Instructions for the task =
Pictures do not belong in the copy; quote every entry below exactly.

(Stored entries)
[Start of section]

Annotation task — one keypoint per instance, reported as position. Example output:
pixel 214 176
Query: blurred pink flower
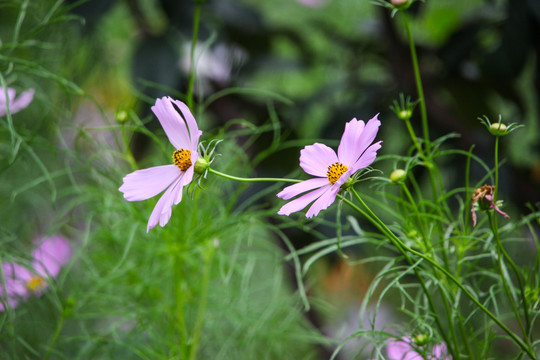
pixel 51 254
pixel 312 3
pixel 15 104
pixel 332 170
pixel 183 133
pixel 402 350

[End of section]

Result =
Annotation task — one keypoint per instance, reported as position. Example output:
pixel 214 176
Query: blurred pink flower
pixel 51 254
pixel 312 3
pixel 15 104
pixel 332 170
pixel 183 133
pixel 402 350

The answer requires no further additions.